* Task objective
Edit the items below so that each "photograph" reads "image" and nothing else changes. Leave the pictures out of your version.

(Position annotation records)
══════
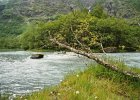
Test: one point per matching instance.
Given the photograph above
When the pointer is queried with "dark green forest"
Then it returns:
(83, 23)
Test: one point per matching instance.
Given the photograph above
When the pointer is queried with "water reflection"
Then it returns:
(19, 74)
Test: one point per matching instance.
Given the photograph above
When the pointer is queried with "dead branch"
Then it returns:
(97, 59)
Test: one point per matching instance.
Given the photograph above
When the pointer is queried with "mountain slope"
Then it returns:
(14, 13)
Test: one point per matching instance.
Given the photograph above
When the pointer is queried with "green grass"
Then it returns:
(95, 83)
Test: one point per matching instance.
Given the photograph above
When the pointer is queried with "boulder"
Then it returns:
(37, 56)
(110, 49)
══════
* Worked answer
Test: one point per matching instance.
Given the image above
When the pointer is queried with "dark green forest"
Then it returns:
(83, 23)
Test: one point per matching instance.
Given the image above
When the pointer is queried with "water reflection"
Then it returns:
(19, 74)
Test: one point per matching instance.
Given the image above
When the pointer is queried with "dead branch"
Then it returns:
(97, 59)
Test: one point per matching instance.
Given the image above
When the pointer is queried with "mountain slope"
Then it returns:
(14, 13)
Test: one point per matching instance.
Given the image above
When the pointer is queried with "green grass"
Then it returns:
(95, 83)
Test: one point per matching instance.
Given the image above
When the pointer is queried with "boulder"
Then it returns:
(37, 56)
(110, 49)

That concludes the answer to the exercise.